(Linhas do conjunto de dados sobre onde os objetos aparecem)

========

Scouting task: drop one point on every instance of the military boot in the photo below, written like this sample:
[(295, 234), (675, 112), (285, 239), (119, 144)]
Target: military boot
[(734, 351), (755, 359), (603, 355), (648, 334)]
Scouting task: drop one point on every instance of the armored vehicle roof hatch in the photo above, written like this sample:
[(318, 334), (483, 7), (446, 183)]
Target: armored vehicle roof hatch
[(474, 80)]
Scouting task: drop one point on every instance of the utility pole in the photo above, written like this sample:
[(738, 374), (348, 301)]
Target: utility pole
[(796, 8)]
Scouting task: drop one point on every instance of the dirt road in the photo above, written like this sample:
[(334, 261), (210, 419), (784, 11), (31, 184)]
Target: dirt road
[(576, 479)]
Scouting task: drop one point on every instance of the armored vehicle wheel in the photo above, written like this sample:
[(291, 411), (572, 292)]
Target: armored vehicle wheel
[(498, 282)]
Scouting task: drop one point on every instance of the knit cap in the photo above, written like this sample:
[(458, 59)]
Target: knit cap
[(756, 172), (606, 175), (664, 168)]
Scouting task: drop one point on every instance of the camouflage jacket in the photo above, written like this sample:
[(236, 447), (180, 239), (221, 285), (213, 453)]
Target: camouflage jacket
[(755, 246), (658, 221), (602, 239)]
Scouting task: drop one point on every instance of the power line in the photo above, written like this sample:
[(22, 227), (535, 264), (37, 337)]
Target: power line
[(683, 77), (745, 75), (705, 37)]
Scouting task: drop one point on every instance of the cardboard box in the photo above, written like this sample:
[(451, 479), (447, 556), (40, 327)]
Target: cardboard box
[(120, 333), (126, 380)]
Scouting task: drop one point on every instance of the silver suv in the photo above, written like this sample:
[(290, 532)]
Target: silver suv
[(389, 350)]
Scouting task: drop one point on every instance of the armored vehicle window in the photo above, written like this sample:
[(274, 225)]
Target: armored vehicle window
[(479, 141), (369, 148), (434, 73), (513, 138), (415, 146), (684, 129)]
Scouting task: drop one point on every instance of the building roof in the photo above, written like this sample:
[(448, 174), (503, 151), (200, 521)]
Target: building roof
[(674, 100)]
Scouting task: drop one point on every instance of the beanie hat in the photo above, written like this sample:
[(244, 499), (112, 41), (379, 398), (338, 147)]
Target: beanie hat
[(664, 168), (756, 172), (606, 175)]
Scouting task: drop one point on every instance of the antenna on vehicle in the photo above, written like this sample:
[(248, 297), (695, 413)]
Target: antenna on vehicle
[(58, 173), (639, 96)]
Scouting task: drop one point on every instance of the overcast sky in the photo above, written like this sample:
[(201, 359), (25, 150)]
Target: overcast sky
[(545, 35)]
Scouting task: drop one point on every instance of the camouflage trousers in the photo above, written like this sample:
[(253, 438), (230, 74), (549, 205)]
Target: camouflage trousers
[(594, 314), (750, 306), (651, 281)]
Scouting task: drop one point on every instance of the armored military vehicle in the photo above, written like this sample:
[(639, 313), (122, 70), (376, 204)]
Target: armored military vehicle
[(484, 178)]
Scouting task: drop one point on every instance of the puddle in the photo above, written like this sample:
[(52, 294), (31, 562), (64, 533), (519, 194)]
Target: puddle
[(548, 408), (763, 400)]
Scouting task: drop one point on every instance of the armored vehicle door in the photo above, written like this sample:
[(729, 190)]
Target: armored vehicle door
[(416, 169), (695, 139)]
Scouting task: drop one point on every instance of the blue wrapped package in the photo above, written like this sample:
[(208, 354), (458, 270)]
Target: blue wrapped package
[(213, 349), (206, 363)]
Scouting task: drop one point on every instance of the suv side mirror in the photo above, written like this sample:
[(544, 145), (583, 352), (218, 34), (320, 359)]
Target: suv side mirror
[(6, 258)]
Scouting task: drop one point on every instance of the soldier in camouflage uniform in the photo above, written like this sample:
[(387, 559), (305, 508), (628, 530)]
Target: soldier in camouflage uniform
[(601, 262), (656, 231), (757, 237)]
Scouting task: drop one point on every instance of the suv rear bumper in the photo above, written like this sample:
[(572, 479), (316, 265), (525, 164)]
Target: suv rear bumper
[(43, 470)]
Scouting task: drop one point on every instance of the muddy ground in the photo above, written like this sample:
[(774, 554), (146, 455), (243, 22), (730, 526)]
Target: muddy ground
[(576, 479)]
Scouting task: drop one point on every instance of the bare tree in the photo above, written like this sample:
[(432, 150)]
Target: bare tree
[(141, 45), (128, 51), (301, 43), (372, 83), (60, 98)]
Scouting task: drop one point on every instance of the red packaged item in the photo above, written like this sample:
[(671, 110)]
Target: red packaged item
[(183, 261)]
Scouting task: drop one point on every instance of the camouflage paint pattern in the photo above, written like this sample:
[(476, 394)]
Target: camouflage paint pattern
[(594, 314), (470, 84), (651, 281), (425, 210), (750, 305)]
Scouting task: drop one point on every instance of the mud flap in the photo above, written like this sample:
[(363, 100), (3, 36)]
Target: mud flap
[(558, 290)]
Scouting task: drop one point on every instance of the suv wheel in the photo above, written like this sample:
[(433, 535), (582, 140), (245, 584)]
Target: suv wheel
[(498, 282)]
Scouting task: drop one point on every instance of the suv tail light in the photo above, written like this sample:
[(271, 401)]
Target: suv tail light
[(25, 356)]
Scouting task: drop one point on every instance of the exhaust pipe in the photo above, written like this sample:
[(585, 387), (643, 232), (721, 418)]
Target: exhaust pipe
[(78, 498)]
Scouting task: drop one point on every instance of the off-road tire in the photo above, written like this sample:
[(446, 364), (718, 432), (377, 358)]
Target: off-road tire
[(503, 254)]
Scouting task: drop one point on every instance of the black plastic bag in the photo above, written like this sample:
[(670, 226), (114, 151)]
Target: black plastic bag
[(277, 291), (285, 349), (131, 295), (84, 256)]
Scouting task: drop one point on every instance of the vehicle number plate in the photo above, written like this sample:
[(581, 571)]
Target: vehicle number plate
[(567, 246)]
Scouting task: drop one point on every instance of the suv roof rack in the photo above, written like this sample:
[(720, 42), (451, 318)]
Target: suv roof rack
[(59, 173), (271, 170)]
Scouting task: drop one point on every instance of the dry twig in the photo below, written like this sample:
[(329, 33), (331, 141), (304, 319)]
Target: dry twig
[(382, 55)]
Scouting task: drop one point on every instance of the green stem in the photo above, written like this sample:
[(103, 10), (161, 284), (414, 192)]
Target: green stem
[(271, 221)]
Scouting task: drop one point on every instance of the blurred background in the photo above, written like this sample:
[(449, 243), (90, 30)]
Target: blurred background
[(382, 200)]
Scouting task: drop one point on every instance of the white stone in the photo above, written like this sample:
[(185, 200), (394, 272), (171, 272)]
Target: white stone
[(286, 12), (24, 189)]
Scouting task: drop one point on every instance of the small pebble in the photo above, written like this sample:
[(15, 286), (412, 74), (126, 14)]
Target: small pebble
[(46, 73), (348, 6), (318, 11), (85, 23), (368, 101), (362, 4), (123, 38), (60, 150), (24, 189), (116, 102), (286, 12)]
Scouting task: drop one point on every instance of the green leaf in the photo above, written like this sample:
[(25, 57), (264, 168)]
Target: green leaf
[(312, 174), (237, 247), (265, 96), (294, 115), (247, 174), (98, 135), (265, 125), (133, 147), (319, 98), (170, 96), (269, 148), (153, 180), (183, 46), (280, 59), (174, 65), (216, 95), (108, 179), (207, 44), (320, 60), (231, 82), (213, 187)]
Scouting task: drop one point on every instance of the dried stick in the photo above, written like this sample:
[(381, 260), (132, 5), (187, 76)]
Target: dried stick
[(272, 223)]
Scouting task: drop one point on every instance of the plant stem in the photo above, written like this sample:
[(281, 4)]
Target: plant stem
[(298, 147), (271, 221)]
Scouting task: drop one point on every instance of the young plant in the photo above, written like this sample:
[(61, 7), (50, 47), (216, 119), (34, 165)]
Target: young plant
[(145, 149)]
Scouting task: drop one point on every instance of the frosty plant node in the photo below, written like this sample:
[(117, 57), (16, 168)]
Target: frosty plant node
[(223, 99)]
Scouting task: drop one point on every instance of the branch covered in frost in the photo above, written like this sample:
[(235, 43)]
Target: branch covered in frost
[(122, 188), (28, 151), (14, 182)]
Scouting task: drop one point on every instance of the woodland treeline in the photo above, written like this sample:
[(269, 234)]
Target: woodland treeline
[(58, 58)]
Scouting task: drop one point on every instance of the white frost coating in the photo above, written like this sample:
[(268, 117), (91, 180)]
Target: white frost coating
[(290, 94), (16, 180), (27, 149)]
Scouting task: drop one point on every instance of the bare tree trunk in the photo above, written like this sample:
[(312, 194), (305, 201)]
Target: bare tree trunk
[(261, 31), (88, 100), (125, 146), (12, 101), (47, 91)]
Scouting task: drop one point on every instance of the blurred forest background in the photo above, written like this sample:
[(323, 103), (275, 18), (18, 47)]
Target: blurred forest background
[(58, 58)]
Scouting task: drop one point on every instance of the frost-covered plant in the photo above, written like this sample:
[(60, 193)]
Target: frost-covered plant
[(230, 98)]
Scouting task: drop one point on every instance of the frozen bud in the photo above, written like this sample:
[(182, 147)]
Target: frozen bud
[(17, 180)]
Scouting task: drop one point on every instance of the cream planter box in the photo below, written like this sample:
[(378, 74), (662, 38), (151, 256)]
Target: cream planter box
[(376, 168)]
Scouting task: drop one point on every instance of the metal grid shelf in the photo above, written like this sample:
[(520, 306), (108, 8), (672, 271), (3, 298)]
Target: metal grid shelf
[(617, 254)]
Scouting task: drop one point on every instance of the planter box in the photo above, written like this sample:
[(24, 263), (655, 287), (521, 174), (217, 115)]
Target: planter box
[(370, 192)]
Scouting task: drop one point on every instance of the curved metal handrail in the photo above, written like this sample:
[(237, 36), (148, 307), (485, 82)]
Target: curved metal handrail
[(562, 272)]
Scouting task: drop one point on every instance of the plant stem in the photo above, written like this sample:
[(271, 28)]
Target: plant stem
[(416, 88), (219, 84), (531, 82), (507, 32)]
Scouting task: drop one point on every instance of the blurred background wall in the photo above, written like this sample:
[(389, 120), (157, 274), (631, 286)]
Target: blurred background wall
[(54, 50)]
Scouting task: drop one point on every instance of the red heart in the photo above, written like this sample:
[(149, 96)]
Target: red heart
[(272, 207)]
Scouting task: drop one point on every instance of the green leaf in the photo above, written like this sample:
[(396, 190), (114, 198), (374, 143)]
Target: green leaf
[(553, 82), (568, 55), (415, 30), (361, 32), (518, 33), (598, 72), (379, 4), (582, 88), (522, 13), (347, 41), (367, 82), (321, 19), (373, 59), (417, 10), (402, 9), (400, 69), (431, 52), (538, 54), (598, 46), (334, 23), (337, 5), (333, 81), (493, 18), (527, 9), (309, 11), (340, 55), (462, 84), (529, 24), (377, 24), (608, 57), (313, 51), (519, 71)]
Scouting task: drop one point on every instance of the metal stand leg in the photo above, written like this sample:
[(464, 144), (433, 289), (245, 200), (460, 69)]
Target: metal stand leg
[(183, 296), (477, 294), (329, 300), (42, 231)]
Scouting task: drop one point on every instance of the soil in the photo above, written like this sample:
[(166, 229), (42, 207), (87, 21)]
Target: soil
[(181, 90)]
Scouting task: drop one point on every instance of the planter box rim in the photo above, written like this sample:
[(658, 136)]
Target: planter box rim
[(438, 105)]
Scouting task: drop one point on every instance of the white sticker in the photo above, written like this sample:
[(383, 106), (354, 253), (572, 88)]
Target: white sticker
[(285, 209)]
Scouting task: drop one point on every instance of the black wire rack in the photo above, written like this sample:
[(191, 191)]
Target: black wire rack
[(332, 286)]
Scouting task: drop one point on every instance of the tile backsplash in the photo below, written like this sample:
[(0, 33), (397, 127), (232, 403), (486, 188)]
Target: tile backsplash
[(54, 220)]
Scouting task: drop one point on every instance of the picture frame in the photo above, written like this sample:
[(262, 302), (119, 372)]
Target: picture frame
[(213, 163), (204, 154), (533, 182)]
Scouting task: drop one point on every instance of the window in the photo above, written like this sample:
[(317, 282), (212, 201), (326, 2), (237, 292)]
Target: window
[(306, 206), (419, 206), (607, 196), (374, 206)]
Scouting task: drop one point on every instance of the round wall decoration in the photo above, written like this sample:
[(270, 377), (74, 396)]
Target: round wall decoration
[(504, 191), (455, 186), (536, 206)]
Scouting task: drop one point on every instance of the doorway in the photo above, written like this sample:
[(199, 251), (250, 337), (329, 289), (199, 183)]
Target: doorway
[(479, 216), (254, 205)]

========

▸ **Objetivo da tarefa**: Comece na linha que contém "Scouting task: drop one point on every instance of the dry" e pare depois da linha que contém "[(382, 200)]", e reproduza todas essas linhas com os pedidos. Escale por 1,1 somente as coordenadas das respostas, sem alterar as dos modelos de formato, e arredonde para inteiros, com as metades para cima.

▸ **Resultado do exercício**:
Scouting task: drop one point on every instance of the dry twig in the photo below, written like this sample:
[(329, 33), (331, 141), (304, 319)]
Target: dry twig
[(420, 61)]
Scouting task: drop one point on every instance of the green stem in the photo above, written like this sample:
[(103, 10), (161, 284), (414, 192)]
Target: green stem
[(298, 243)]
Scouting task: drop one point on every instance of the blurred background in the photo above, written like this sample:
[(449, 243), (90, 30)]
Target: blurred background
[(420, 220)]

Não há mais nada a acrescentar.